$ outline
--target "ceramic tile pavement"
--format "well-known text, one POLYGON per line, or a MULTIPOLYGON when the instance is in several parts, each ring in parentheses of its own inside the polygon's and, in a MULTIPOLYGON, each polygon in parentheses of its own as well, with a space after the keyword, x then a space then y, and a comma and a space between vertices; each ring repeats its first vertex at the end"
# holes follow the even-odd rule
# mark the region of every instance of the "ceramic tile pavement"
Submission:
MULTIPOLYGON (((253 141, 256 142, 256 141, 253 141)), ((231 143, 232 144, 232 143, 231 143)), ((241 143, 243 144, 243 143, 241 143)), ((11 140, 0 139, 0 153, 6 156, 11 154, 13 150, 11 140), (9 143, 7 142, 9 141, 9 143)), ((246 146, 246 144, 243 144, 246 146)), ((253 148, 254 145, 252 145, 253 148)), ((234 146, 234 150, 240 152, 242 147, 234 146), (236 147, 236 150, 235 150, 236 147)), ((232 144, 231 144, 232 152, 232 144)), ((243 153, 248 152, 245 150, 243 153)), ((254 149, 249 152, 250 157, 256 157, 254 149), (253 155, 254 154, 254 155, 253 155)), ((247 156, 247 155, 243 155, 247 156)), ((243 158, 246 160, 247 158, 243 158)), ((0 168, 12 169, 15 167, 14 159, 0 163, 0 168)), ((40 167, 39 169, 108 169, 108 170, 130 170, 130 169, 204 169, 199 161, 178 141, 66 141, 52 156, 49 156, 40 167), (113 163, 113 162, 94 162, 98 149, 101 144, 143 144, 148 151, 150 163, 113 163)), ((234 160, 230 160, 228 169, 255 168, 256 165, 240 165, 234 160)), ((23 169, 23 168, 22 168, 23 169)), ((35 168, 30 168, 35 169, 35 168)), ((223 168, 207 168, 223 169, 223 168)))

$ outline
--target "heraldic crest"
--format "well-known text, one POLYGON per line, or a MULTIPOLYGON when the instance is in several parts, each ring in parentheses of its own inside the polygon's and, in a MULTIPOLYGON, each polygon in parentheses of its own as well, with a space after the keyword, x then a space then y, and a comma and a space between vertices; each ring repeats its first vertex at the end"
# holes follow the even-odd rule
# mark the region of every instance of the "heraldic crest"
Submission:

### CONSIGNE
Recopiez ligne par ligne, sans aucune modification, l'ensemble des items ci-dessus.

### RÉPONSE ATTENDUE
$ outline
--target "ceramic tile pavement"
--format "well-known text, one POLYGON per line, or a MULTIPOLYGON when the instance is in several parts, each ring in parentheses of its own inside the polygon's and, in a MULTIPOLYGON, each polygon in parentheses of its own as well, with a space after the keyword, x then a space then y, and a comma and a space between vertices; each ring repeats its first vertex at the end"
# holes follow the even-odd rule
# mark the region of every instance of the "ceramic tile pavement"
Submission:
MULTIPOLYGON (((253 141, 256 142, 256 141, 253 141)), ((231 143, 232 144, 232 143, 231 143)), ((241 143, 243 144, 243 143, 241 143)), ((11 140, 0 139, 0 153, 6 156, 11 154, 13 150, 11 140), (9 143, 7 142, 9 141, 9 143)), ((246 146, 246 144, 243 144, 246 146)), ((253 148, 254 145, 252 145, 253 148)), ((234 146, 234 150, 240 152, 242 147, 234 146), (236 147, 236 150, 235 150, 236 147)), ((232 144, 231 144, 232 152, 232 144)), ((243 153, 248 152, 245 150, 243 153)), ((254 149, 249 152, 250 157, 256 157, 254 149), (253 155, 254 154, 254 155, 253 155)), ((247 156, 247 155, 243 155, 247 156)), ((243 158, 246 160, 247 158, 243 158)), ((0 168, 12 169, 15 167, 14 159, 0 163, 0 168)), ((40 167, 39 169, 108 169, 108 170, 130 170, 130 169, 204 169, 199 161, 178 141, 66 141, 52 156, 49 156, 40 167), (113 163, 113 162, 94 162, 98 149, 101 144, 143 144, 148 151, 150 163, 113 163)), ((234 160, 230 160, 228 169, 255 168, 256 165, 240 165, 234 160)), ((23 169, 23 168, 22 168, 23 169)), ((35 168, 30 168, 35 169, 35 168)), ((223 168, 207 168, 223 169, 223 168)))

$ outline
--target "heraldic crest"
--format "well-known text, one POLYGON per line, or a MULTIPOLYGON when the instance is in several parts, each ring in parentheses of its own inside the polygon's and, in a MULTIPOLYGON, each polygon in parentheses of its own as well, with a space after the keyword, x then a space then y, and a comma and a space between vertices; each ring repeats its first vertex at the end"
# holes follow the even-odd rule
# mark the region of every instance of the "heraldic crest"
Submission:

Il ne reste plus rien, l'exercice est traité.